◆ **What to do**: Keeping every character in place, output all the data.

◆ **Record set**:
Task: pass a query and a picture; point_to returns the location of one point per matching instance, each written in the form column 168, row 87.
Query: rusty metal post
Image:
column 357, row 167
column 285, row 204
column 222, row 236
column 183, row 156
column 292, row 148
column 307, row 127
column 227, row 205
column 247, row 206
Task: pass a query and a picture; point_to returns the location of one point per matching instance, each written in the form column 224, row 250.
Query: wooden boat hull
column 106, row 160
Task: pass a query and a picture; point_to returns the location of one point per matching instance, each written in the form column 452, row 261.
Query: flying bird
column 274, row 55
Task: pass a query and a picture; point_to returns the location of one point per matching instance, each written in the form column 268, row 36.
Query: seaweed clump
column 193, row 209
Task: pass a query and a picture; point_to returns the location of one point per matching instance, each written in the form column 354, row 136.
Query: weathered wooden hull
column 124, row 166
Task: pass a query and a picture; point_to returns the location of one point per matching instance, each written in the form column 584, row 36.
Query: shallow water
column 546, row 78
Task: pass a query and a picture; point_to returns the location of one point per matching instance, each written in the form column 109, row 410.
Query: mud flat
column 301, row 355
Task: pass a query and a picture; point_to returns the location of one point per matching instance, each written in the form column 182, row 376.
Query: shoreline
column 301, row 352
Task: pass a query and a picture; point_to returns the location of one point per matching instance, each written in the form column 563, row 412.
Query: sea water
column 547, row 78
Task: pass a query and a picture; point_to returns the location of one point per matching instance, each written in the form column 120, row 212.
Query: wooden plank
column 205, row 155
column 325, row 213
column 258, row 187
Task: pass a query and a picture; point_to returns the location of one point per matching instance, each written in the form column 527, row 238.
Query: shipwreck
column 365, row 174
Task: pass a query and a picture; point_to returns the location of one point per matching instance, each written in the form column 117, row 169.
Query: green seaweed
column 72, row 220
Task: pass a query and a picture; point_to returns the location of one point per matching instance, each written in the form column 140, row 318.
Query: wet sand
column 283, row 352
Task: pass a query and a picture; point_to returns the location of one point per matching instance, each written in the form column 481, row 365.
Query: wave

◆ **Solution to the exercise**:
Task: pass a query and a picture; point_to returns the location of one point per matching instance, each written in the form column 168, row 87.
Query: rusty metal post
Image:
column 357, row 167
column 285, row 204
column 222, row 236
column 183, row 156
column 292, row 148
column 307, row 127
column 227, row 205
column 247, row 206
Task: pass a query and a picture; point_to returns the location of one point per matching instance, each written in the form column 224, row 250.
Query: wooden boat hull
column 106, row 160
Task: pass a query and a picture; point_to returns the location of one point per matching instance, each written in the form column 452, row 261.
Query: flying bird
column 274, row 55
Task: pass a query and a picture; point_to returns the location of one point per matching instance, each written in the form column 268, row 36.
Query: seaweed clump
column 193, row 209
Task: pass a query and a picture; point_to returns the location of one point per matching instance, each written in the form column 354, row 136.
Query: weathered wooden hull
column 124, row 166
Task: pass a query and a picture; point_to returns the location of one point per matching instance, each written in the form column 584, row 36.
Query: shallow water
column 546, row 78
Task: pass a query and a picture; point_to returns the location of one point per matching instance, each written in the form column 109, row 410.
Query: mud flat
column 301, row 355
Task: pass a query and a picture; point_to returns the location of one point per matching instance, each written in the form column 182, row 376.
Query: shoreline
column 301, row 352
Task: pass a query and a picture; point_to returns the location of one point per matching instance, each written in the form column 563, row 412.
Query: sea water
column 547, row 78
Task: pass a query and a picture; point_to returns the location of one point per matching instance, each written in the form column 120, row 212.
Query: wooden plank
column 205, row 155
column 325, row 213
column 258, row 187
Task: pass a query and a picture; point_to returns the location of one point per matching instance, each written in the form column 527, row 238.
Query: shipwreck
column 365, row 174
Task: pass a query and a picture; point_to returns the location of one point per matching instance, each written in the form column 117, row 169.
Query: green seaweed
column 72, row 220
Task: pass a query and a picture; point_to returns the location of one point per matching instance, each written in the form column 140, row 318.
Query: wet sand
column 283, row 352
Task: pass a query and a picture; point_to returns the location of one point per matching instance, each written in the form column 481, row 365.
Query: wave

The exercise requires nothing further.